» AIM
Using the entries below, quote exactly the span of lines that begins with the line containing "Where is the concrete" and ends with the final line.

» EXCERPTED DATA

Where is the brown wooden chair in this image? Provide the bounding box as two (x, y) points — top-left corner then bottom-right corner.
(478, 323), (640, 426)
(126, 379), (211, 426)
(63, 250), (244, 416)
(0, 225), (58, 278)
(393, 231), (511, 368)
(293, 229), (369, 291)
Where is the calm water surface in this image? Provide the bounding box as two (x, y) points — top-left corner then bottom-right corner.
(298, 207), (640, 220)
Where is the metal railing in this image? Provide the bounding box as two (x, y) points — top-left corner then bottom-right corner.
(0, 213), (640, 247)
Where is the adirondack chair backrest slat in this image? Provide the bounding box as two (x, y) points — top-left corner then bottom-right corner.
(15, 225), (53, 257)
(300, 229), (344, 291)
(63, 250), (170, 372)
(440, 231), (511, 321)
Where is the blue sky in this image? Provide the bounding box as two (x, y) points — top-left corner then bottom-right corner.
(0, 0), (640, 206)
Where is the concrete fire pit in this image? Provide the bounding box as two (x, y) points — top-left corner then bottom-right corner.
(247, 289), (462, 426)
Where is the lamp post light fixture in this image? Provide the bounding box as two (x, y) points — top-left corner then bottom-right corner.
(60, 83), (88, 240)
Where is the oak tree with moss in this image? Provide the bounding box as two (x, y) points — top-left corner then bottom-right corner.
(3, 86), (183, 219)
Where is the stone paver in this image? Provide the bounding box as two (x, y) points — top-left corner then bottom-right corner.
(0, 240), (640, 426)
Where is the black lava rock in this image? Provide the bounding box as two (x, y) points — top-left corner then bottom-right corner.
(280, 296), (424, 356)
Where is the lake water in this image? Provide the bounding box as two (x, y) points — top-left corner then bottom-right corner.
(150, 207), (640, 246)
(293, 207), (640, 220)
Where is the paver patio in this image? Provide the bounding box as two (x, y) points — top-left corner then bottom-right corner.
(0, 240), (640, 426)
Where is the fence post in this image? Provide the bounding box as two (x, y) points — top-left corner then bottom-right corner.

» THE SOLUTION
Where is the concrete fire pit in this image? Provide the bounding box as two (x, y) points — top-left corner then bottom-right corner.
(247, 289), (462, 426)
Where is the lamp post light fixture in this image? Provide the bounding box as two (x, y) points — top-left corner then bottom-right corner.
(60, 83), (88, 240)
Where is the oak tree with moss in this image? Provide the bounding box as two (x, y) points — top-left corner then bottom-right corner.
(3, 86), (183, 219)
Where is the stone paver in this image? Provide the bounding box as two (x, y) points — top-left corner then bottom-right corner.
(0, 240), (640, 426)
Where is the black lava rock in this image? Provide the bounding box as two (x, y) points — top-left corner then bottom-right corner.
(280, 296), (424, 356)
Where is the lake water in this image? Provide the bounding box as two (x, y) points — top-left corner then bottom-right corner.
(150, 207), (640, 246)
(293, 207), (640, 220)
Where is the paver patio in this image? Provide the bounding box as two (x, y) points — top-left corner then bottom-right corner.
(0, 240), (640, 426)
Where is the fence post in this image? Provide the bounding box as two (x, y) points — top-left corner then bottom-right corner.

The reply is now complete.